» Excerpt to read
§ §

This same approach is now being applied to the design of new antibiotics capable of overcoming bacterial resistance. Most antibiotics are small molecules that bind to bacterial molecules to kill them or prevent them growing, but bacteria can easily mutate to create chemical defences that rid them of the antibiotic. In December 2019, a UK collaboration between physicists, nanotechnologists, biophysicists, biologists, biomedical and computer scientists led by Maxim G Ryadnov of the National Physical Laboratory reported in the journal ACS Nano that they had constructed a nanoicosahedron using bits of proteins present in our immune system that could kill bacteria in a very efficient manner. The team was inspired by the way that viruses (like our own innate immune systems) kill bacteria by making nanoholes in their surface, using physics rather than chemistry. The nanoicosahedron they designed uses electrical charge and hydrophobicity to stick to and destroy bacteria, and it does this so fast that the bacteria cannot match its speed in evolving resistance to it.
The success of Ryadnov’s approach relies on a combination of skills: understanding protein structure, and the physics of protein assembly, being familiar with the biology of bacteria and viruses, and the biomedical techniques needed for assessing the effectiveness of antibiotics, with computational simulations and microscopy techniques from physics. It also points the way forward to a future where scientists can adopt evolutionary strategies (developed over time in our own immune systems) to overcome medical problems by engineering new versions of those strategies at the nanoscale.

§ §

» Entries provided
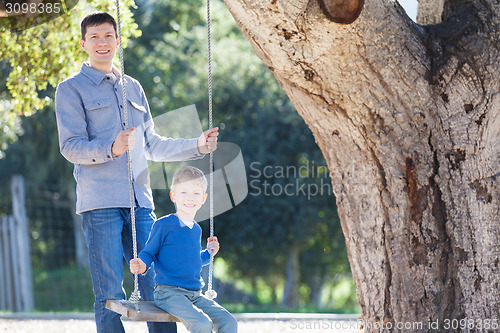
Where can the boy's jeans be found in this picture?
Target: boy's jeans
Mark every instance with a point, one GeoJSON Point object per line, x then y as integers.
{"type": "Point", "coordinates": [197, 313]}
{"type": "Point", "coordinates": [109, 238]}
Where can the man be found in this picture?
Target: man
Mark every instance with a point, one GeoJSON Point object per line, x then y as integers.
{"type": "Point", "coordinates": [92, 135]}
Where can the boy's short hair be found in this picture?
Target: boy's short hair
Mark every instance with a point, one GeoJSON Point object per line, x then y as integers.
{"type": "Point", "coordinates": [95, 19]}
{"type": "Point", "coordinates": [187, 173]}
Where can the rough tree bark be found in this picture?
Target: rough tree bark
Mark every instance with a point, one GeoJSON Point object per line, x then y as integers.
{"type": "Point", "coordinates": [406, 117]}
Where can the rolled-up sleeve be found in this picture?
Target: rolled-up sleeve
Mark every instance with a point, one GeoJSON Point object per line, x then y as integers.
{"type": "Point", "coordinates": [162, 149]}
{"type": "Point", "coordinates": [74, 141]}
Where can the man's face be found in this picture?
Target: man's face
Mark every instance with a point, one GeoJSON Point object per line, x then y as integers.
{"type": "Point", "coordinates": [100, 43]}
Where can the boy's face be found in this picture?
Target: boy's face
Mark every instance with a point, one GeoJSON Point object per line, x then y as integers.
{"type": "Point", "coordinates": [188, 197]}
{"type": "Point", "coordinates": [100, 43]}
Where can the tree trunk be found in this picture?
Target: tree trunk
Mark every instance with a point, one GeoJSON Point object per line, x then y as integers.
{"type": "Point", "coordinates": [406, 117]}
{"type": "Point", "coordinates": [316, 283]}
{"type": "Point", "coordinates": [430, 11]}
{"type": "Point", "coordinates": [291, 292]}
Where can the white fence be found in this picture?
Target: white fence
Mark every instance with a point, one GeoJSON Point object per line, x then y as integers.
{"type": "Point", "coordinates": [16, 285]}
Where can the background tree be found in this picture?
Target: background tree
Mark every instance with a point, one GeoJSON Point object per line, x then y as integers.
{"type": "Point", "coordinates": [405, 116]}
{"type": "Point", "coordinates": [268, 231]}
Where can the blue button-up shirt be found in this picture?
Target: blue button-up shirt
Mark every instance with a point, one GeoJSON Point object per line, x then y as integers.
{"type": "Point", "coordinates": [90, 114]}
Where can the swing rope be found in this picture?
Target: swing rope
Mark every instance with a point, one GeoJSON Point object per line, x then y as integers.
{"type": "Point", "coordinates": [136, 296]}
{"type": "Point", "coordinates": [210, 293]}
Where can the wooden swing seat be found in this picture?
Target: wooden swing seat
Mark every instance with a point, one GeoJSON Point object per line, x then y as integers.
{"type": "Point", "coordinates": [148, 311]}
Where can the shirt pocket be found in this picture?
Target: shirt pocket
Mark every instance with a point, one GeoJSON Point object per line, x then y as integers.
{"type": "Point", "coordinates": [100, 116]}
{"type": "Point", "coordinates": [138, 112]}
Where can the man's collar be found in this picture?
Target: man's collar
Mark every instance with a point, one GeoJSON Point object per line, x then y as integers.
{"type": "Point", "coordinates": [96, 76]}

§ §

» Exercise directions
Extend the passage on designing antibiotics against bacterial resistance, starting right after its final sentence.

» Result of the task
Similar approaches have already enjoyed commercial success in fields situated far from medicine, such as electronics. A great example is the Californian biotech company Zymergen. With the aid of advance computing and AI, Zymergen engineers microbes (yeast and bacteria) to produce molecules that cannot be produced by traditional pharma or by chemical companies specialising in medical applications. But Zymergen’s reach goes beyond medicine: using a combination of biology, AI, computing and cutting-edge nanotech, the company has created the most advanced materials needed for the mobile phone industry. This February, Samsung unveiled a new-model mobile phone with a foldable screen. The main obstacle to creating such a device has been finding materials capable of matching the best in image quality, while simultaneously being pliable and amenable to folding and unfolding thousands, perhaps even millions of times during the phone’s life. Zymergen has shown that such high-tech materials are best constructed using computer-designed biological factories, fabricating at the nanoscale.
What the new nanotechnology seems to point toward is an inexorable dimming of the boundaries between the sciences. Though still in an embryonic state, the new transmaterial science of producing artificial materials inspired by biology is already being used to create new medicines, develop new strategies for regenerating tissues and organs, and improve the responses of the immune system. In parallel, hybrid bioinorganic devices that mimic biological processes will soon be used in new computers and electronic devices. By increasingly refining our ability to learn biology using the methods of physics, nanotechnologists are throwing off the yolk of reductionism, and learning how to distil the recipes of the Universe in order to fabricate and assemble matter from the nanometre scale up. In the process, they are revolutionising technology and medicine.